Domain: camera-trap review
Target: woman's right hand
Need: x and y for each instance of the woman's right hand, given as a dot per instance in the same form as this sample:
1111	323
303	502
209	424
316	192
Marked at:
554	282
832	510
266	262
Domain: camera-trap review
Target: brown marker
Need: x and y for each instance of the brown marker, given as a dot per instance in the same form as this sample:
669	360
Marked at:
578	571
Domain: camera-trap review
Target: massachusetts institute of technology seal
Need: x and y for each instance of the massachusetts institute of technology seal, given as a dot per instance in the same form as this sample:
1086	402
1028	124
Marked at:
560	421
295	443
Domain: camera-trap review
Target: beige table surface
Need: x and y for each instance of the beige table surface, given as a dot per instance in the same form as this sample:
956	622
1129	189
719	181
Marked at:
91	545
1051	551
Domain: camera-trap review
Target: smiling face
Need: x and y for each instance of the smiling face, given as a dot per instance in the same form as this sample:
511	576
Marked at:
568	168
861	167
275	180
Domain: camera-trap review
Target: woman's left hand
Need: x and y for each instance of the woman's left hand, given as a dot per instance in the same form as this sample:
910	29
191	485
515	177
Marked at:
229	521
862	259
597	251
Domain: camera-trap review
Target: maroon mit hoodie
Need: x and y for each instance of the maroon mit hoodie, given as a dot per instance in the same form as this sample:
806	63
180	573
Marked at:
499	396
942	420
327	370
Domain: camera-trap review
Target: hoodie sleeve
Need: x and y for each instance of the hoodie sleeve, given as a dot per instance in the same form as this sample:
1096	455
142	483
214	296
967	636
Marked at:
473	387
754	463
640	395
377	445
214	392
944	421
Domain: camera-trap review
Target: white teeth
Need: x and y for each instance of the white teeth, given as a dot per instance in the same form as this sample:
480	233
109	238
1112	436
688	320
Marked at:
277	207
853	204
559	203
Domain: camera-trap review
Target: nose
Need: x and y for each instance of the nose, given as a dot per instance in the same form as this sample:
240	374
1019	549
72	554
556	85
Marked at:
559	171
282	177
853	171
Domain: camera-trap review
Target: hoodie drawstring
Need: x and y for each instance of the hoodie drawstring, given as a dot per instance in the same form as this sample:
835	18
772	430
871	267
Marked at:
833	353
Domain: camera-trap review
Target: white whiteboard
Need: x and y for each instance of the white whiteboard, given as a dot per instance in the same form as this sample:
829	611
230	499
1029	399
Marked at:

■ Instructions for the task ■
Pull out every line of the listing that contains the string "right", matching case exactly.

■ Answer below ■
Target: woman's right hand
Need: x and y for each instance of the woman's right hand, given as a dot per instance in the same form as this sample:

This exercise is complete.